Work to be completed: The listing below is to be reproduced in full, exactly as given.

BEGIN

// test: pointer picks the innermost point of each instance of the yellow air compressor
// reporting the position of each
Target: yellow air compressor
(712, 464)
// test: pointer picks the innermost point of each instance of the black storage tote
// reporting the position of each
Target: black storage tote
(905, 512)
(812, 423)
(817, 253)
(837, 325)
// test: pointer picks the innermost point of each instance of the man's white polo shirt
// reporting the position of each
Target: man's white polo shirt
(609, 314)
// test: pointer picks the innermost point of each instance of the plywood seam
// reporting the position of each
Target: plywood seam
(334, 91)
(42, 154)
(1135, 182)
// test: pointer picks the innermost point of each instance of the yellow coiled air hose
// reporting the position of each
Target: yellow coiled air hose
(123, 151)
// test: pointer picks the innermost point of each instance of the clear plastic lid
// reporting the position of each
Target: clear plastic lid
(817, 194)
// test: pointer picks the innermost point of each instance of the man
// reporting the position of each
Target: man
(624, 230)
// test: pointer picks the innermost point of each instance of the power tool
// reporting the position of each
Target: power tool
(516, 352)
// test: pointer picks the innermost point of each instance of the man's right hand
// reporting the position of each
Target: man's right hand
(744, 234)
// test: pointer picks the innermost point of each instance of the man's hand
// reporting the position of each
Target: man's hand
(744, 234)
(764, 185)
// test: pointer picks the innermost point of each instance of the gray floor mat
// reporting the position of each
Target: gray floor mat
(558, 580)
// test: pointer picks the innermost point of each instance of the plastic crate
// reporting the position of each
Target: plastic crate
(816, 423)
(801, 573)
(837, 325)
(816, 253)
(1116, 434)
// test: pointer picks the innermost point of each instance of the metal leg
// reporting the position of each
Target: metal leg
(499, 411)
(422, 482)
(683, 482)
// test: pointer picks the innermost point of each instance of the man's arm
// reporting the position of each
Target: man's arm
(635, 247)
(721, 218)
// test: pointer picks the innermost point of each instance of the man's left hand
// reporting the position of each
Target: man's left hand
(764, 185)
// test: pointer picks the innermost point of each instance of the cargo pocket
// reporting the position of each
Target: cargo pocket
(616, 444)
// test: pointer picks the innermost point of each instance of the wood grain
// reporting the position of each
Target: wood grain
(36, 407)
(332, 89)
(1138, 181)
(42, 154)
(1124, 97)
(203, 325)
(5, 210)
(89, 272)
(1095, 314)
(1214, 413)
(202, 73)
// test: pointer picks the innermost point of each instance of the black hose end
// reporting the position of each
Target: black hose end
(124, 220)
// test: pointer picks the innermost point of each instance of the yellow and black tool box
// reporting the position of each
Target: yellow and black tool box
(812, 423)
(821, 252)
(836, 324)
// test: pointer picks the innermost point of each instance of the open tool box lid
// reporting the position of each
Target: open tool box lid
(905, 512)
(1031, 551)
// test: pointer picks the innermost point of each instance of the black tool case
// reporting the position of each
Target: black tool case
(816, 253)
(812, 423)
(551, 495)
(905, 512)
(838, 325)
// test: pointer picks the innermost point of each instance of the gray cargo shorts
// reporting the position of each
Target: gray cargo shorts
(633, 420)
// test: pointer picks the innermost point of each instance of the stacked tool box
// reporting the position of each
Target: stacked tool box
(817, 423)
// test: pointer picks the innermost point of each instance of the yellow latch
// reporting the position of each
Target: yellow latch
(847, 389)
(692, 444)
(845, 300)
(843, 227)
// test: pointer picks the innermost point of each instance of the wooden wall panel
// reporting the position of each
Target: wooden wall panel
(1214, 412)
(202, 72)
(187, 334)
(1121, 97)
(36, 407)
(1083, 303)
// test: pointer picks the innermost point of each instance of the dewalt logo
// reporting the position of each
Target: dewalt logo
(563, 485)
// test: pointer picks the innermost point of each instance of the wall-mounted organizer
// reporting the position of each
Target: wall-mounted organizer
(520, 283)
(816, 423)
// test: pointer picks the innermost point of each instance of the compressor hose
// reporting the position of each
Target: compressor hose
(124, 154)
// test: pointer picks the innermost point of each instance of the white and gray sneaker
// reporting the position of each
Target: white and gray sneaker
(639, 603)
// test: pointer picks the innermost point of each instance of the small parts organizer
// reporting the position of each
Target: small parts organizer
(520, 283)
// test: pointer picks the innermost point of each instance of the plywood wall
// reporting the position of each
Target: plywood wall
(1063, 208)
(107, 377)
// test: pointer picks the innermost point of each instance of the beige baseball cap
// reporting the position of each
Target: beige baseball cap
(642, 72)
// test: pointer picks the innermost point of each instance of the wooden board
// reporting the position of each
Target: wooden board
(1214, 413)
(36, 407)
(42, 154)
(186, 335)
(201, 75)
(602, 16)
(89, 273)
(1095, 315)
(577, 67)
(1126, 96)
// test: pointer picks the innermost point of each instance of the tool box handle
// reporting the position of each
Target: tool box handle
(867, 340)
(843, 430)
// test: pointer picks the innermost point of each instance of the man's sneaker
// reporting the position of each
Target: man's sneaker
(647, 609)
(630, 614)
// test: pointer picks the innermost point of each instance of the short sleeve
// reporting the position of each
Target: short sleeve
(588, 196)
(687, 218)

END

Exercise output:
// test: pointer picks the innermost point of each instance of the yellow air compressor
// reporting the position of each
Target: yellow air compressor
(712, 464)
// test: pointer picks the innermost point of each instance of the black storage tote
// reporting the position of each
Target: black storage tote
(905, 512)
(812, 423)
(817, 253)
(837, 325)
// test: pointer picks the innermost point of each instance of the man's white polo shirt
// reporting the position of each
Target: man's white polo shirt
(609, 314)
// test: pointer picks the innermost point of each instance of the plywood seam
// reporting the position of each
Target: plywood seam
(334, 91)
(42, 154)
(1135, 182)
// test: pointer picks the innermost point of each instance of the yellow coiled air hose
// reporting the position of each
Target: yellow coiled air hose
(123, 151)
// test: pointer picks the innermost point of each instance of the clear plastic lid
// reporting the position of each
Target: clear plastic lid
(817, 194)
// test: pointer picks the innermost point of each instance of the man
// reporting the position of each
Target: man
(624, 230)
// test: pointer picks the innermost point of each instance of the power tool
// reporting the position of each
Target: power tool
(516, 352)
// test: pointer picks the innermost point of each instance of the man's right hand
// reporting the position of each
Target: man's right hand
(744, 234)
// test: pointer picks the innermost point of each instance of the man's hand
// reporting the position of each
Target: man's hand
(744, 234)
(764, 185)
// test: pointer picks the innermost point of each instance of the gray floor mat
// reporting the position of each
Target: gray floor mat
(558, 580)
// test: pointer picks the innermost point of each instance of the plastic crate
// reporting the position of each
Target: plastic crate
(816, 423)
(801, 573)
(837, 325)
(816, 253)
(1116, 434)
// test: pointer picks the innermost point of each instance of the metal leg
// reporting the position of each
Target: metal leg
(499, 411)
(422, 482)
(683, 482)
// test: pointer picks the innermost point of each instance of the man's arm
// reporting the position of each
Target: man's arm
(635, 247)
(721, 218)
// test: pointer picks the innermost point of each instance of the man's left hand
// reporting the position of each
Target: man's left hand
(764, 185)
// test: pointer picks the innermost point of each instance of the cargo pocket
// reporting the position of each
Target: cargo pocket
(616, 444)
// test: pointer picks the innermost point of each instance of the wood grain
// reporting the position of each
Target: wood grain
(36, 407)
(332, 89)
(1138, 181)
(42, 154)
(1124, 97)
(203, 325)
(5, 210)
(89, 272)
(1095, 314)
(1214, 413)
(202, 73)
// test: pointer picks the innermost point of each instance of the black hose end
// reporting the position of each
Target: black hose end
(124, 220)
// test: pointer picks the innermost point of each instance of the yellow and black tool box
// reporting the position of each
Target: yellow and black tool box
(812, 423)
(821, 252)
(836, 324)
// test: pointer picks the innermost point of each instance of the open tool box lid
// reporting the position of each
Target: open tool box lid
(905, 512)
(1031, 551)
// test: pointer picks the innermost point of each instance of the black tool case
// reporting the position of each
Target: black tool case
(816, 253)
(812, 423)
(551, 495)
(905, 512)
(838, 325)
// test: pointer picks the innermost point of each instance of the gray cargo shorts
// reporting the position of each
Target: gray cargo shorts
(633, 420)
// test: pointer picks the innermost point of each instance of the stacked tool box
// reporting the position of each
Target: stacked tool box
(817, 423)
// test: pointer picks the innermost point of each instance of the yellow latch
// reporting the position of each
Target: yellow latch
(847, 389)
(692, 444)
(845, 300)
(843, 227)
// test: pointer picks the innermost point of each instance of the wooden wall panel
// reporting the position of each
Target: wooden wall panel
(1214, 412)
(202, 72)
(187, 334)
(1121, 97)
(36, 407)
(1083, 303)
// test: pointer picks the innermost point of each instance of the dewalt logo
// reporting the position of each
Target: dewalt logo
(563, 485)
// test: pointer picks the innermost point of each instance of the wall-mounted organizer
// reporting the position of each
Target: wall-mounted organizer
(520, 283)
(816, 423)
// test: pointer picks the innermost point of each instance of the compressor hose
// reporting the position of each
Target: compressor hose
(124, 154)
// test: pointer picks the innermost point of each instance of the white and gray sneaker
// reporting the position of each
Target: white and gray sneaker
(639, 603)
// test: pointer picks the innermost point of each instance of the small parts organizer
// reporting the position of each
Target: small parts organizer
(520, 283)
// test: pointer picks the innermost point of each instance of the plywood wall
// reporting the position of each
Target: plywood wall
(1063, 208)
(107, 377)
// test: pointer picks the innermost point of each instance of the beige baseball cap
// reporting the position of each
Target: beige baseball cap
(642, 72)
// test: pointer picks the innermost point of each instance of the wooden board
// reporting the position of each
Target: wooden board
(1214, 413)
(36, 407)
(42, 154)
(186, 335)
(201, 75)
(602, 16)
(89, 273)
(1095, 315)
(577, 67)
(1126, 96)
// test: pointer picks the innermost point of each instance of the tool box handle
// reporting the position of each
Target: tool box handle
(867, 340)
(843, 430)
// test: pointer picks the innermost point of each instance of the man's sneaker
// reporting the position of each
Target: man's sneaker
(647, 609)
(630, 614)
// test: pointer picks the innermost point of each instance of the short sleeve
// reporting the position of each
Target: short sleeve
(588, 196)
(687, 218)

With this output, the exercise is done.